**What is needed**
Retype every entry word for word.

**Raw data**

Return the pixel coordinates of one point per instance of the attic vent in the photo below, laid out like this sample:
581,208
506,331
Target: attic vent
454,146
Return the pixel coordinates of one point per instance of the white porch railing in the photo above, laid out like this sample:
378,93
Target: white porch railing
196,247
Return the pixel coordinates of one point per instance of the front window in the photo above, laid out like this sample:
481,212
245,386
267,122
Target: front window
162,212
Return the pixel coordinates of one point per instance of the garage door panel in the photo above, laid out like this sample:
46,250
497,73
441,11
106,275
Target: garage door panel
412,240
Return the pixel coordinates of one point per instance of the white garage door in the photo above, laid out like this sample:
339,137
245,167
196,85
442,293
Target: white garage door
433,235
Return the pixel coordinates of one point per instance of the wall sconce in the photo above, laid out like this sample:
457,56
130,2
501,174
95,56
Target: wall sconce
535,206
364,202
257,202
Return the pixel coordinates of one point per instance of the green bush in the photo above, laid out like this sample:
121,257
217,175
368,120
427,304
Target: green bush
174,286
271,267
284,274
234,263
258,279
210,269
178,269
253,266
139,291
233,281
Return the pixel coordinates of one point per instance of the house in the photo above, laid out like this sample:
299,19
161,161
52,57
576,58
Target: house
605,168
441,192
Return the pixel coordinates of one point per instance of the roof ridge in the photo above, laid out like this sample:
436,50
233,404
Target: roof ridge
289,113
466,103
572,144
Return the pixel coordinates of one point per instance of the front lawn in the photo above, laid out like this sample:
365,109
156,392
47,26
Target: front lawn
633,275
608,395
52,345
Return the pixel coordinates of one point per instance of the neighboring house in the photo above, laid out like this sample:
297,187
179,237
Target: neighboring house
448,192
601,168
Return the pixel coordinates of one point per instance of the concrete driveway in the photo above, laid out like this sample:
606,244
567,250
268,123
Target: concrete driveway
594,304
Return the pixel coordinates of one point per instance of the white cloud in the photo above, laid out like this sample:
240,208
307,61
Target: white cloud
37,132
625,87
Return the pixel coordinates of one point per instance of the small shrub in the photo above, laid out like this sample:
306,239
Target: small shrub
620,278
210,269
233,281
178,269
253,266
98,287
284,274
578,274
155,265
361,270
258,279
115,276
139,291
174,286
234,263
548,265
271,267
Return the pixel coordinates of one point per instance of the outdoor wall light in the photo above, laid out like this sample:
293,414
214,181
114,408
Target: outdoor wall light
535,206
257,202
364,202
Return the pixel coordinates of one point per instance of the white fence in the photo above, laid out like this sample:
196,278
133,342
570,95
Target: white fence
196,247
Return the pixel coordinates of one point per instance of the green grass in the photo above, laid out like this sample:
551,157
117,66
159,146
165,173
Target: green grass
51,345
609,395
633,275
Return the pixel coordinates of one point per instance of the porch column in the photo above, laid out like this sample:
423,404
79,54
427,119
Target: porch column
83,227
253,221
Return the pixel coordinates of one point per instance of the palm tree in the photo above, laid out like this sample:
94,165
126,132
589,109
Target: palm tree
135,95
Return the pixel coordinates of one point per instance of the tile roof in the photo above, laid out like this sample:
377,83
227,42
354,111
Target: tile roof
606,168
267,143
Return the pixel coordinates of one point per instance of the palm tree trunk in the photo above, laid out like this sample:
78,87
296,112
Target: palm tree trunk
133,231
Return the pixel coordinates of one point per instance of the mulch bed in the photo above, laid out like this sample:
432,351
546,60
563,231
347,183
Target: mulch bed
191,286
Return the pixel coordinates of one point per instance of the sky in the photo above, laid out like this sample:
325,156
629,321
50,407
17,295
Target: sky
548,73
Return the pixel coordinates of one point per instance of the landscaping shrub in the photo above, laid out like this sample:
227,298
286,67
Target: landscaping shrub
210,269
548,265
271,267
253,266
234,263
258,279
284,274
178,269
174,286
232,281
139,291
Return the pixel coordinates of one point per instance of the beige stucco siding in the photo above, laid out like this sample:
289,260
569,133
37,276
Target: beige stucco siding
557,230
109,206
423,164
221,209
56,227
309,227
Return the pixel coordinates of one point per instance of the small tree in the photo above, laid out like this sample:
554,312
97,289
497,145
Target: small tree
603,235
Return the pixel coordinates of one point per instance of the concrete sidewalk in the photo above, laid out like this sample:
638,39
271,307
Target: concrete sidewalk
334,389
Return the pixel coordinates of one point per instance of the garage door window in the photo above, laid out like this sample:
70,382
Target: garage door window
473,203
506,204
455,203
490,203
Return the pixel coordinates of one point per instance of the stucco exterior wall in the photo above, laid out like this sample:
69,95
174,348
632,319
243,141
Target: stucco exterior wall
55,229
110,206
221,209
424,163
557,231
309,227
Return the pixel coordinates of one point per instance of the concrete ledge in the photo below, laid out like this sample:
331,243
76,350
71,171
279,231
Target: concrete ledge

**Exercise response**
Return the pixel coordinates of one point per instance of the attic vent in the photo below, laid out like this sample:
581,208
506,331
Target: attic vent
454,146
Return the pixel coordinates of one point per instance of the white porch railing in the photo above, laid out like this sample:
378,93
Target: white porch railing
196,247
Return the pixel coordinates of one point per instance of the front window in the photo above, laid out like this sample:
481,212
245,386
267,122
Target: front window
162,212
Return the pixel coordinates of one point per instance of the garage door panel in the photo above, laid out like this sample:
46,250
497,73
441,11
106,275
Target: garage door panel
412,240
Return the pixel coordinates of one point per instance of the white garage door in the photo above, laid out like this sample:
339,137
245,167
196,85
442,293
Target: white garage door
433,235
Return the pixel coordinates of one point per instance of the wall sconce in the photo above, laid out like this sample:
457,56
130,2
501,174
95,56
Target: wall sconce
535,206
364,202
257,202
Return the pixel coordinates of one point per instance of the green bush in the photo above, laid out like this sample:
121,257
217,175
368,120
427,304
Target: green bush
174,286
271,267
284,274
234,263
258,279
210,269
178,269
253,266
139,291
233,281
Return the pixel coordinates of one point per instance of the house in the photo above, laid out like this sample:
299,19
161,161
52,57
576,58
Target: house
605,168
441,192
Return the pixel coordinates of one point per instance of the roof ridge in the photo above, laid out like this sample:
436,50
233,404
Target: roof ridge
289,113
466,103
572,144
Return the pixel coordinates of one point per instance of the front lawn in the photo above, laid out like this sample:
365,109
156,392
47,26
Target: front lawn
633,275
608,395
52,345
Return the pixel coordinates of one point per instance of the neighboring house in the photo above, laid out like this sample:
297,187
179,237
Target: neighboring house
448,192
601,168
Return the pixel coordinates of one point per instance of the concrete driveway in the photo above, laid out like this sample:
606,244
567,250
268,123
Target: concrete driveway
594,304
Return the pixel coordinates of one point per instance of the white cloud in the photo above, laid out like this sample:
240,208
307,61
Target: white cloud
37,132
625,87
Return the pixel coordinates of one point per instance of the small shrub in the photo above, laid out like this sample:
306,239
Target: small shrub
620,278
210,269
233,281
178,269
253,266
98,287
284,274
578,274
155,265
361,270
258,279
115,276
139,291
174,286
234,263
548,265
271,267
Return the pixel coordinates of one point per instance of the outdoor wall light in the photo above, laid out like this sample:
293,414
214,181
114,408
Target: outdoor wall light
535,206
257,202
364,202
Return the pixel coordinates of one point per instance of the white fence in the photo above, laid out like this sample:
196,278
133,342
570,95
Target: white fence
196,247
Return the pixel coordinates of one point per instance of the green grass in the photo above, laid out like this sample:
551,157
117,66
159,146
165,173
Target: green grass
51,345
609,395
633,275
Return the pixel coordinates of one point per instance of the porch column in the photo above, laid out like this sample:
423,404
79,54
427,119
Target: porch column
83,227
253,221
Return the pixel coordinates of one point per instance of the palm tree in the photo above, laid out like this sample:
94,165
126,132
589,109
Target: palm tree
135,95
Return the pixel coordinates of one point per instance of the tile roof in the photo above, laid out like this sample:
377,83
227,42
354,111
Target: tile roof
606,168
267,143
Return the pixel coordinates of one point per instance of the palm tree trunk in the photo above, laid out like this sample:
78,87
296,112
Target: palm tree trunk
133,231
Return the pixel coordinates of one point per instance of the mulch bed in the photo above, laid out like this sample:
432,351
546,60
563,231
347,183
Target: mulch bed
191,286
Return the pixel coordinates of one point per instance of the sky in the photo above, laid out like this sample:
325,156
629,321
50,407
17,295
Target: sky
548,73
Return the pixel coordinates of one point per instance of the landscaping shrub in the photo above, laid out like this sample:
227,298
286,67
Target: landscaping shrub
210,269
548,265
271,267
253,266
234,263
258,279
284,274
178,269
174,286
232,281
139,291
Return the pixel coordinates of one point per instance of the beige stucco siding in the photo above, laid out like this sample:
289,260
569,133
37,276
Target: beige stucco siding
557,230
109,206
423,164
221,209
56,227
309,227
Return the pixel coordinates of one point per instance of the small tree in the photo above, laid out like this sample:
554,312
97,289
497,145
Target: small tree
603,235
Return the pixel coordinates of one point per instance of the concrete sidewalk in the photo above, laid out like this sample:
638,39
271,307
Target: concrete sidewalk
334,389
Return the pixel coordinates of one point per instance of the garage door window in the photo above, laid out like this sample:
70,382
Target: garage door window
473,203
506,204
455,203
490,203
Return the pixel coordinates of one point per instance of the stucco exterior wall in the photo above, laid out like this sample:
69,95
174,348
632,319
243,141
Target: stucco exterior wall
55,229
110,206
221,209
424,163
557,231
309,227
Return the pixel coordinates of one point per instance of the concrete ledge in the photo below, laid out like this sample:
331,243
76,350
71,171
279,231
Target: concrete ledge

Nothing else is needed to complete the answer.